— MATERIAL FOR THE TASK —
|---|

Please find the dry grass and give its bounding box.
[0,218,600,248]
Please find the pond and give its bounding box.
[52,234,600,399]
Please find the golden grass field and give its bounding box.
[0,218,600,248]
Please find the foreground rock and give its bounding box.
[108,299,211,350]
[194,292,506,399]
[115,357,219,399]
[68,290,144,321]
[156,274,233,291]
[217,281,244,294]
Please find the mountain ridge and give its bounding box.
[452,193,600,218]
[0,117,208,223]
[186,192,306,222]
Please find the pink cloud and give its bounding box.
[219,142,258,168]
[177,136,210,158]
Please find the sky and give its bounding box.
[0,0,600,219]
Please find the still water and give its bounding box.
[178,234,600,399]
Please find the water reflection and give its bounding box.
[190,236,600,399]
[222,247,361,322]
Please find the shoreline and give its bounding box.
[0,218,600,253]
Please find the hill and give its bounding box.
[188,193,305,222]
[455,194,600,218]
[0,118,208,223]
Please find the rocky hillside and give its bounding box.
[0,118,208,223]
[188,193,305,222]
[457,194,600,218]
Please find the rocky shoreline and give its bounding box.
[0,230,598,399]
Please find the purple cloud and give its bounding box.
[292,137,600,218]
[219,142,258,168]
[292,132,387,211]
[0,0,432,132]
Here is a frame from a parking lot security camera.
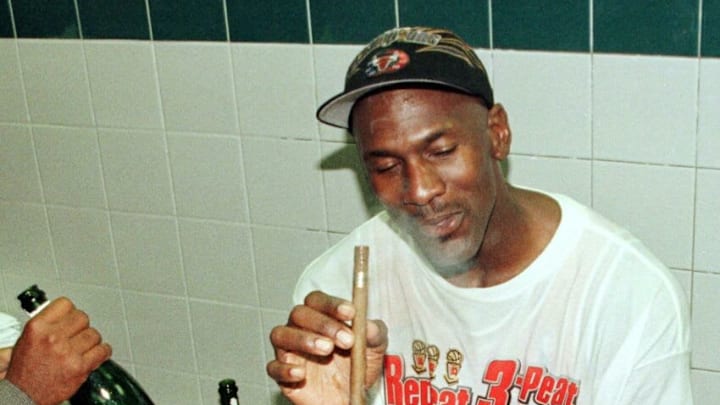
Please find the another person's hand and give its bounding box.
[6,298,112,405]
[0,347,12,380]
[267,291,388,405]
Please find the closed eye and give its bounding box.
[432,145,457,157]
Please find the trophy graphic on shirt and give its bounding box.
[426,345,440,379]
[445,349,463,384]
[413,340,427,374]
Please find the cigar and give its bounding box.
[350,246,368,405]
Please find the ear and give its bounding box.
[487,104,512,160]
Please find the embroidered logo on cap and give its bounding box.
[365,49,410,77]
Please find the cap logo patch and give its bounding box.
[365,49,410,77]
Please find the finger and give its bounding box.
[305,291,355,321]
[270,326,335,357]
[266,353,305,384]
[367,319,388,350]
[82,342,112,372]
[70,328,102,353]
[286,305,354,353]
[33,297,75,323]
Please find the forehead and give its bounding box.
[351,88,487,137]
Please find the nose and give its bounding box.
[403,162,445,206]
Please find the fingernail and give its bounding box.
[338,304,355,319]
[290,367,305,378]
[315,339,333,353]
[337,330,353,347]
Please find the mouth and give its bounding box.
[420,212,463,239]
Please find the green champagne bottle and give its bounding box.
[18,285,154,405]
[218,378,240,405]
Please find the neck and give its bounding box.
[448,185,560,288]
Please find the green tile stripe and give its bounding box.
[0,0,720,57]
[0,0,14,38]
[701,0,720,57]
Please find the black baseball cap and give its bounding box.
[317,27,494,129]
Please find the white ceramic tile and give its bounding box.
[691,370,720,405]
[321,142,381,232]
[123,292,195,372]
[506,155,592,205]
[63,283,130,360]
[200,372,270,405]
[84,41,162,128]
[0,201,57,278]
[592,55,698,165]
[190,301,266,384]
[18,40,93,126]
[670,269,692,308]
[313,45,363,141]
[260,308,290,362]
[0,123,42,203]
[155,42,238,134]
[98,129,173,214]
[692,273,720,371]
[697,58,720,168]
[0,38,28,122]
[232,44,318,139]
[593,162,694,269]
[180,219,258,305]
[168,134,248,221]
[33,127,105,208]
[253,227,328,310]
[48,207,118,287]
[493,51,591,157]
[111,213,185,295]
[694,169,720,273]
[135,365,200,405]
[243,138,325,229]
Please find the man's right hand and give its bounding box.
[267,291,388,405]
[6,298,112,405]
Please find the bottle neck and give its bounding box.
[17,285,50,317]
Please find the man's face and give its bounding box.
[352,88,502,271]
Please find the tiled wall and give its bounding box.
[0,0,720,405]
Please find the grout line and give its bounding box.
[7,0,17,39]
[689,0,703,314]
[145,0,155,41]
[73,0,85,40]
[488,0,495,49]
[305,0,315,45]
[222,0,231,43]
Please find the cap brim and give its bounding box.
[316,78,472,129]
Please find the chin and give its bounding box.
[420,240,477,277]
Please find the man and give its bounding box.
[0,298,112,405]
[267,27,692,405]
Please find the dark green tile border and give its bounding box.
[493,0,590,52]
[0,0,720,57]
[700,0,720,57]
[226,0,310,43]
[398,0,490,48]
[12,0,80,38]
[77,0,150,39]
[0,0,15,38]
[593,0,699,56]
[149,0,227,41]
[310,0,395,44]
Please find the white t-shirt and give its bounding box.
[294,194,692,405]
[0,312,20,349]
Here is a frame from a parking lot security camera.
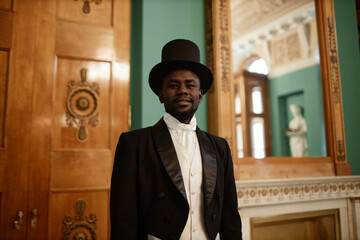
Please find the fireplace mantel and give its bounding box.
[236,176,360,239]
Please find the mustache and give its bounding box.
[173,97,194,103]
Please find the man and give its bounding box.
[110,39,242,240]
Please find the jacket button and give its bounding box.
[164,215,171,222]
[158,193,166,200]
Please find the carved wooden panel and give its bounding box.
[0,51,9,149]
[56,0,113,26]
[49,191,110,240]
[53,58,111,149]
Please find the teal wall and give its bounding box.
[130,0,207,130]
[130,0,360,175]
[334,0,360,175]
[269,65,326,157]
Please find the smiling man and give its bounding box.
[110,39,242,240]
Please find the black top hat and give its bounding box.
[149,39,213,95]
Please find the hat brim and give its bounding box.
[149,60,213,95]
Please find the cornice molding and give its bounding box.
[236,176,360,209]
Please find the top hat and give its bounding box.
[149,39,213,95]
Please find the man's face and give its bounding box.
[159,70,203,123]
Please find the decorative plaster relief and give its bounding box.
[236,176,360,209]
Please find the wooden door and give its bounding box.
[243,70,272,158]
[0,0,130,239]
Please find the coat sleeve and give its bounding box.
[110,133,138,240]
[220,140,242,240]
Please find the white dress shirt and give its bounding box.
[164,113,208,240]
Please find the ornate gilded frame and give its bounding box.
[205,0,351,179]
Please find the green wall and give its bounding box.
[269,65,326,157]
[130,0,360,175]
[130,0,207,130]
[334,0,360,175]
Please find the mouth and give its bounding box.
[174,98,193,103]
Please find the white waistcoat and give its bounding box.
[164,113,208,240]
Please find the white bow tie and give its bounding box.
[164,113,196,147]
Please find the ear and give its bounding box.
[158,89,164,103]
[199,89,203,103]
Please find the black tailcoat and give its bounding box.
[110,119,241,240]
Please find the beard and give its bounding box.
[165,106,197,123]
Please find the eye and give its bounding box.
[168,83,177,88]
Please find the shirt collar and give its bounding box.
[164,113,196,131]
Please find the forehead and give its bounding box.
[164,69,200,83]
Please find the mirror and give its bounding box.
[205,0,351,180]
[230,0,326,158]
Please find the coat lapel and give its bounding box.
[196,127,217,205]
[153,119,187,202]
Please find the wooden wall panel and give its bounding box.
[53,58,111,149]
[56,0,113,26]
[50,150,112,190]
[56,21,114,61]
[49,191,110,239]
[0,10,13,49]
[0,50,9,149]
[0,0,13,10]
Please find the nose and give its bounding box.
[177,84,188,95]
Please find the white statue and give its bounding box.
[285,104,308,157]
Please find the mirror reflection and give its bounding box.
[231,0,326,158]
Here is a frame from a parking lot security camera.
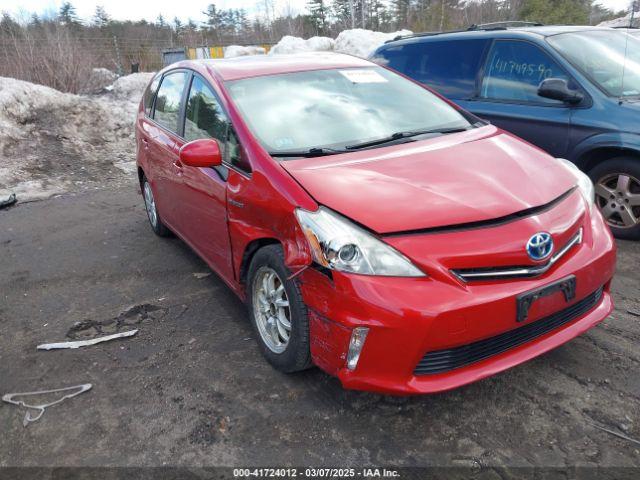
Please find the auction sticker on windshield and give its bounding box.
[340,70,387,83]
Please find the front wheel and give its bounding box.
[589,157,640,240]
[247,245,311,372]
[142,177,171,237]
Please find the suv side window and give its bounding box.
[153,72,187,133]
[378,39,489,99]
[142,75,160,117]
[480,40,570,104]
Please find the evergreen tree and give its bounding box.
[307,0,328,35]
[93,5,111,28]
[58,2,80,26]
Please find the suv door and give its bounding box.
[172,74,235,279]
[470,40,578,157]
[144,70,188,229]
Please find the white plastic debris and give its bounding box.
[37,329,138,350]
[2,383,93,427]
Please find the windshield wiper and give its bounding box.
[344,127,469,150]
[269,148,347,158]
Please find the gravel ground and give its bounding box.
[0,180,640,478]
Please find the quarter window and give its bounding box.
[480,40,569,104]
[153,72,187,132]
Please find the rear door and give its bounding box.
[461,40,578,157]
[145,70,189,229]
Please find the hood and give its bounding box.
[281,126,575,234]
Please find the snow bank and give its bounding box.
[0,73,153,201]
[269,28,412,58]
[80,68,118,95]
[224,45,267,58]
[334,28,412,58]
[269,35,335,55]
[598,13,640,27]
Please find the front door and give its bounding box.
[148,70,189,229]
[177,75,233,279]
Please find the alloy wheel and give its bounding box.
[595,173,640,228]
[253,267,291,353]
[144,182,158,227]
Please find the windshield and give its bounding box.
[547,30,640,97]
[227,67,471,152]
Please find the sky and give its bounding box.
[0,0,631,21]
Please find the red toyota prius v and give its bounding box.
[136,53,616,394]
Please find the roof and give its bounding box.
[386,25,613,45]
[182,52,373,81]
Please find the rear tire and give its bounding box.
[589,157,640,240]
[247,245,312,373]
[141,177,171,237]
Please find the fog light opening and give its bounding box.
[347,327,369,370]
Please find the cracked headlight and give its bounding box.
[296,207,426,277]
[558,158,595,208]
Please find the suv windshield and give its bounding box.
[227,67,475,152]
[547,30,640,97]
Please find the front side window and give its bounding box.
[547,30,640,97]
[184,76,229,142]
[153,72,187,133]
[227,67,471,152]
[480,40,569,104]
[376,40,488,99]
[142,75,160,116]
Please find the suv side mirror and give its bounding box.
[538,78,584,105]
[180,138,222,167]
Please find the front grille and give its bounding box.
[451,228,582,282]
[413,287,603,375]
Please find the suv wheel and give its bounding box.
[247,245,311,372]
[589,157,640,240]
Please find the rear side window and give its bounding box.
[378,40,488,99]
[142,75,160,116]
[153,72,187,132]
[480,40,570,104]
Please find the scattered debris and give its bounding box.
[2,383,93,427]
[0,192,18,208]
[67,303,166,340]
[37,329,138,350]
[587,420,640,445]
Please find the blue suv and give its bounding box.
[372,25,640,239]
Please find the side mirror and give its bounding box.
[180,138,222,167]
[538,78,584,105]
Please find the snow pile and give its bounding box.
[334,28,412,58]
[81,68,118,95]
[0,74,152,201]
[269,35,335,55]
[269,28,412,58]
[598,13,640,27]
[224,45,267,58]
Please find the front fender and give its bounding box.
[569,132,640,168]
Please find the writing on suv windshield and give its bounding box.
[227,66,473,158]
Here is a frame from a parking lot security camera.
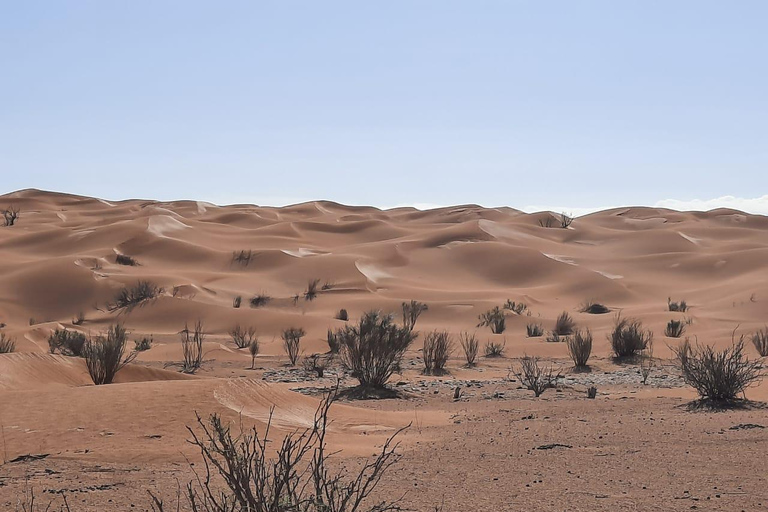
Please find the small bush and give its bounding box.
[304,279,320,301]
[477,306,507,334]
[512,356,562,397]
[483,340,507,357]
[115,254,139,267]
[422,331,453,375]
[581,301,611,315]
[525,324,544,338]
[251,293,272,308]
[179,320,205,373]
[667,297,688,313]
[0,332,16,354]
[752,327,768,357]
[282,327,307,366]
[229,324,256,348]
[338,311,416,389]
[504,299,528,315]
[402,300,429,332]
[107,281,163,311]
[553,311,576,336]
[459,332,480,368]
[568,329,592,368]
[608,318,653,359]
[133,336,154,352]
[673,336,763,403]
[664,320,685,338]
[83,324,137,386]
[48,329,85,357]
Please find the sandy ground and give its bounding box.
[0,191,768,511]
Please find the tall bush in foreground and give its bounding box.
[673,336,763,404]
[338,311,416,389]
[83,324,137,386]
[150,392,404,512]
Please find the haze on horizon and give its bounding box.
[0,1,768,214]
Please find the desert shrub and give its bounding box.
[581,301,611,315]
[281,327,307,366]
[608,317,653,358]
[338,311,416,389]
[83,324,137,386]
[667,297,688,313]
[179,320,205,373]
[673,336,763,402]
[568,329,592,368]
[304,279,320,301]
[115,254,139,267]
[326,329,339,354]
[483,340,507,357]
[229,324,256,348]
[248,338,259,370]
[107,281,163,311]
[250,293,272,308]
[402,300,429,331]
[459,332,480,367]
[664,320,685,338]
[752,327,768,357]
[512,356,562,397]
[552,311,576,336]
[525,323,544,338]
[48,329,85,357]
[133,336,154,352]
[477,306,507,334]
[150,392,403,512]
[0,332,16,354]
[422,331,453,375]
[504,299,528,315]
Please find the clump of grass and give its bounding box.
[552,311,576,336]
[567,329,592,368]
[667,297,688,313]
[664,320,685,338]
[483,340,507,357]
[459,332,480,368]
[525,323,544,338]
[477,306,507,334]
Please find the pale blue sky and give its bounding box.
[0,0,768,212]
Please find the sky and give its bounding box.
[0,0,768,214]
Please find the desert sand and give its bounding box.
[0,190,768,512]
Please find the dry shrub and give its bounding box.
[752,327,768,357]
[179,320,205,373]
[401,300,429,331]
[552,311,576,336]
[664,320,685,338]
[477,306,507,334]
[673,333,763,404]
[338,311,416,389]
[422,331,453,375]
[150,392,403,512]
[483,339,507,357]
[83,324,137,386]
[512,356,562,397]
[0,332,16,354]
[525,323,544,338]
[459,332,480,367]
[48,329,85,357]
[568,329,592,368]
[608,317,653,359]
[281,327,307,366]
[229,324,258,348]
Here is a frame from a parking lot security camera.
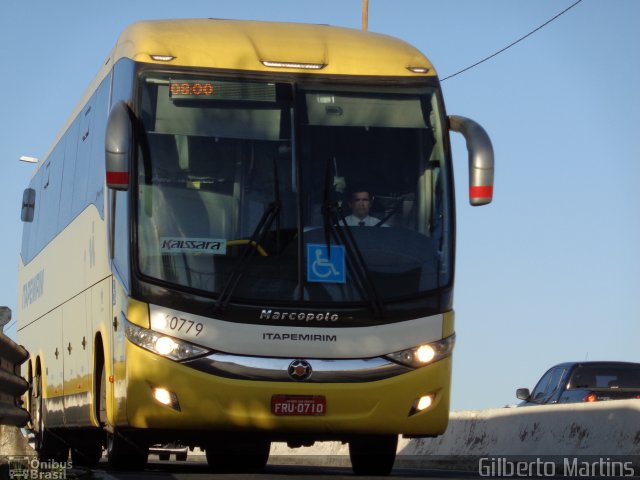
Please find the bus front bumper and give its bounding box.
[120,341,451,438]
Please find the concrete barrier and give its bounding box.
[271,400,640,472]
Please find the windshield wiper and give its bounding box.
[322,157,384,318]
[213,159,282,313]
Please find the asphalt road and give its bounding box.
[85,460,475,480]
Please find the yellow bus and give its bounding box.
[18,19,493,474]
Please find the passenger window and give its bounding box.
[531,370,553,403]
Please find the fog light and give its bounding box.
[416,345,436,364]
[153,387,180,411]
[416,395,433,412]
[155,337,177,356]
[409,395,434,416]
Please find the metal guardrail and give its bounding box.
[0,308,29,427]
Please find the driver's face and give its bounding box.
[349,192,371,218]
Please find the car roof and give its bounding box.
[549,360,640,370]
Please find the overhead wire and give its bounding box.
[440,0,582,82]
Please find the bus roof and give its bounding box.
[112,19,435,76]
[36,19,436,170]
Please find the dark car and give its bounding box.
[516,362,640,406]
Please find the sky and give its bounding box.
[0,0,640,410]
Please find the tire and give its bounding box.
[29,372,69,463]
[205,438,271,473]
[349,435,398,476]
[107,429,149,470]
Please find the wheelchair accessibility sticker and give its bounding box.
[307,243,346,283]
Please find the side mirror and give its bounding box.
[516,388,531,400]
[105,102,133,190]
[20,188,36,222]
[449,115,494,206]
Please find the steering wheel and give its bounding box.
[227,239,269,257]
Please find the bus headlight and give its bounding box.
[385,334,456,368]
[125,322,209,361]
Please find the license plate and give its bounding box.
[271,395,327,416]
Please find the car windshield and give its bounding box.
[136,75,452,304]
[569,365,640,389]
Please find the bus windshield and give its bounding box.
[135,74,452,305]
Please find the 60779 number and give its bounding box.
[167,315,204,337]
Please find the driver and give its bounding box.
[344,190,387,227]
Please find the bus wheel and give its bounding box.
[107,429,149,470]
[349,435,398,475]
[29,372,69,463]
[205,438,271,473]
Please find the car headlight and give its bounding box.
[125,322,209,361]
[385,334,456,368]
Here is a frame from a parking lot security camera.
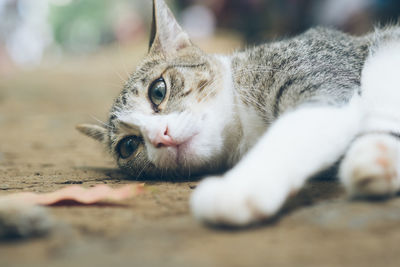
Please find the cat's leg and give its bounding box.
[340,132,400,197]
[340,41,400,197]
[191,100,361,225]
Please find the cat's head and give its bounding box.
[77,0,241,178]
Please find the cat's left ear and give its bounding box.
[76,124,107,143]
[149,0,193,56]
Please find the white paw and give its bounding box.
[190,177,287,226]
[340,134,400,197]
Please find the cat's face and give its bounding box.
[78,0,240,178]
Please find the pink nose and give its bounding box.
[150,127,178,148]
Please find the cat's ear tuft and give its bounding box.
[149,0,192,56]
[75,124,107,143]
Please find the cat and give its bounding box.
[77,0,400,226]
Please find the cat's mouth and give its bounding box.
[149,133,199,170]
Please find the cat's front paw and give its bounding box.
[340,134,400,197]
[190,177,286,226]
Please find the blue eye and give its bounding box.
[117,136,140,159]
[149,78,167,106]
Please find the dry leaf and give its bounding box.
[0,184,144,206]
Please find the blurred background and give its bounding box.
[0,0,400,74]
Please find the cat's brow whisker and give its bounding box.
[89,115,114,129]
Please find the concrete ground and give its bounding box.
[0,37,400,267]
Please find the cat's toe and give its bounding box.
[340,135,400,197]
[191,177,284,226]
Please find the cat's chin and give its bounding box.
[150,135,214,174]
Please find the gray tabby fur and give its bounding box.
[78,1,400,179]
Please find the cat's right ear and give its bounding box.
[76,124,107,143]
[149,0,193,57]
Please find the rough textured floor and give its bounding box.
[0,38,400,267]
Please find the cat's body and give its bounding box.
[79,0,400,225]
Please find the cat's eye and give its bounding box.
[149,78,167,106]
[117,136,141,159]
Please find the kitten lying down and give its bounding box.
[77,0,400,226]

|---|

— YOUR GOAL —
Write out every line again, from the line with "Please find the car roof" to the line with "[135,74,452,305]" with both of those lines included, and keep the "Please find" lines unchanged. Shift each box coordinate in the answers by adding 76 to it.

— WRITTEN REPLY —
Please find the car roof and give its bounding box.
[625,436,716,446]
Please find the overhead wire and give its bounding box.
[516,76,658,158]
Please find the bus roof and give its bounding box.
[188,95,511,152]
[112,95,512,246]
Please find the dark car and give its bounding box.
[592,438,716,482]
Please find the sky and give its bounding box.
[76,76,716,486]
Please find the tire and give its bounding box.
[105,448,145,539]
[281,514,347,549]
[425,511,474,552]
[183,505,225,546]
Please find the wheelchair accessibility sticker and give its bounding box.
[383,319,422,359]
Please find the side mirror and give its bounding box.
[592,464,607,476]
[181,178,209,266]
[96,264,112,298]
[525,191,570,282]
Please find the steering wheel and give its bounding box.
[303,315,345,333]
Please find the bus headlight and give its bounding box.
[461,410,532,444]
[201,398,285,437]
Please find the license plate and give its bounding box.
[347,471,403,492]
Please find the car windshield and give its bounding box.
[212,151,528,380]
[645,441,716,465]
Please find the bus windshield and give its bounding box.
[211,150,528,381]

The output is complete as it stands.